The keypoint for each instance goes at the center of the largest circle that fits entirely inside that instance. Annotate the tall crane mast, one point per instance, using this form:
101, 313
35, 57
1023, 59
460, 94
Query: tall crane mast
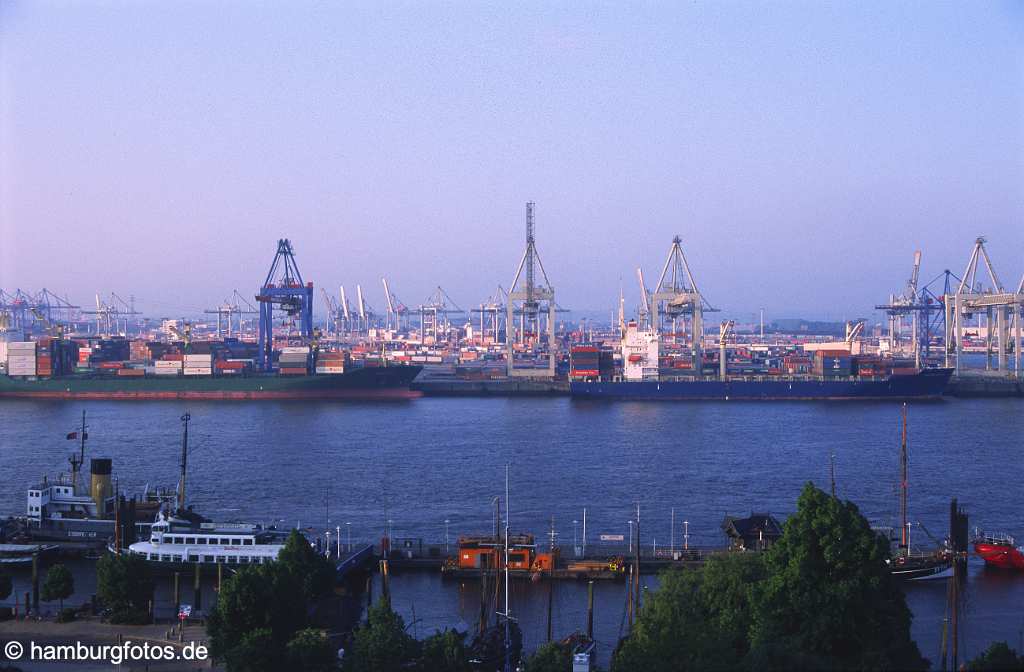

▶ What the task requires
Please give back the data above word for word, with no pictures included.

▶ Problem solution
The keypoint for each instance goes at the center of the largest circle that fits entirely inside that instance. Annotate the tall crane mast, one point per instance, using this form:
101, 313
35, 57
1023, 59
460, 94
Query: tall crane mast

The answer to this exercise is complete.